## EXCERPTED PASSAGE

Mentz v. Unemployment Compensation Board of Review

Opinion by

Judge Kramer,

This is an appeal by John J. Mentz (appellant) from an order of the Unemployment Compensation Board of Review (Board), dated March 18,1976, which *289reversed a referee’s decision and denied benefits pursuant to Section 402(e) of the Unemployment Compensation Law1 (Act) on the ground that appellant had been discharged for wilful misconduct.

Appellant was employed by the Heintz Division of Kelsey Hayes, Philadelphia, Pennsylvania, for thirteen years as a metal finisher. He had a poor attendance record and had been warned about excessive absenteeism and failure to properly report off during periods of absence. Due to chest pains from a heart condition, appellant was absent from work from March 10 to March 12 of 1975. Upon reporting to work on March 13, 1975, appellant was discharged. The referee found that appellant had given proper notice of his absence. On appeal by the employer, the Board substituted its own finding that the appellant had not given proper notice of his absences on March 10 and 11, and, based on that finding, reversed the referee’s award of benefits.

Appellant first challenges the timeliness of the employer’s appeal to the Board. The referee’s decision was issued on June 5, 1975. The employer’s appeal was filed with the Board on June 16, 1975. Section 502 of the Act, 43 P.S. §822, requires that an appeal to the Board from the decision of a referee be filed within ten days of the date the decision is issued.2 Thus it would appear that the appeal to the Board in this case was one day late. However, we may take judicial notice of the day upon which a date falls, and June 15, 1975, the tenth and last day of the appeal period, fell on a Sunday. The Statutory Construction Act of 1972 provides:

*290When any period of time is referred to in any statute, such period in all cases, except as otherwise provided in section 1909 of this title (relating to publication for successive weeks) and section 1910 of this title (relating to computation of months) shall be so computed as to exclude the first and include the last day of such period. Whenever the last day of any such period shall fall on Saturday or Sunday, or on any day made a legal holiday by the laws of this Commonwealth or of the United States, such day shall be omitted from the computation.3

Because the last day of the ten-day appeal period fell on a Sunday, the final date for taking appeal was automatically extended to Monday, June 16th. Erie Redevelopment Authority v. Pulakos, 439 Pa. 157, 267 A.2d 873 (1970), cert. denied, 400 U.S. 991 (1971). Thus, the employer’s appeal was timely filed.

## DATA
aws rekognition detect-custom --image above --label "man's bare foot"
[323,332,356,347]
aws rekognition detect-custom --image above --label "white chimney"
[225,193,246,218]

## EXERCISE REQUIREMENTS
A. In the Mentz opinion, copy out the stretch from "Mentz v. Unemployment" through "for wilful misconduct.".
B. Answer these questions from the Mentz opinion:
(i) For how many years did the appellant work as a metal finisher?
(ii) On what date was the referee's decision issued?
(iii) On what day of the week did June 15, 1975 fall?

## RESULTS
A.
Mentz v. Unemployment Compensation Board of Review

Opinion by

Judge Kramer,

This is an appeal by John J. Mentz (appellant) from an order of the Unemployment Compensation Board of Review (Board), dated March 18,1976, which *289reversed a referee’s decision and denied benefits pursuant to Section 402(e) of the Unemployment Compensation Law1 (Act) on the ground that appellant had been discharged for wilful misconduct.

B.
(i) Thirteen years
(ii) June 5, 1975
(iii) Sunday